§ **任务要求**: 将下列条目逐行重新列出，说明行保持原样，所有答案中的边界框坐标值各加 65 进行平移，说明里格式示例的数值不变。

----

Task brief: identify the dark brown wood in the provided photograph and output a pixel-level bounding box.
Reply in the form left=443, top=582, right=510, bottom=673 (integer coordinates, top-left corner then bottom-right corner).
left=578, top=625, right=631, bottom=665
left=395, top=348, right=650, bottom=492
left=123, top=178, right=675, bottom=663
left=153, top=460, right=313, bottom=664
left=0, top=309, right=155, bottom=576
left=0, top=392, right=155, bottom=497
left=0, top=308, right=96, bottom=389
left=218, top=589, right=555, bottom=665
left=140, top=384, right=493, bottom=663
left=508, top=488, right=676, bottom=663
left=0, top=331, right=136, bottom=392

----

§ **结果**:
Task brief: identify the dark brown wood in the provided photograph and output a pixel-level bounding box.
Reply in the form left=443, top=582, right=510, bottom=673 (integer coordinates, top-left corner then bottom-right corner).
left=643, top=690, right=696, bottom=730
left=460, top=413, right=715, bottom=557
left=188, top=243, right=740, bottom=728
left=218, top=525, right=378, bottom=729
left=65, top=374, right=220, bottom=641
left=65, top=457, right=220, bottom=562
left=65, top=373, right=161, bottom=454
left=283, top=654, right=620, bottom=730
left=205, top=449, right=558, bottom=728
left=573, top=553, right=741, bottom=728
left=65, top=396, right=201, bottom=457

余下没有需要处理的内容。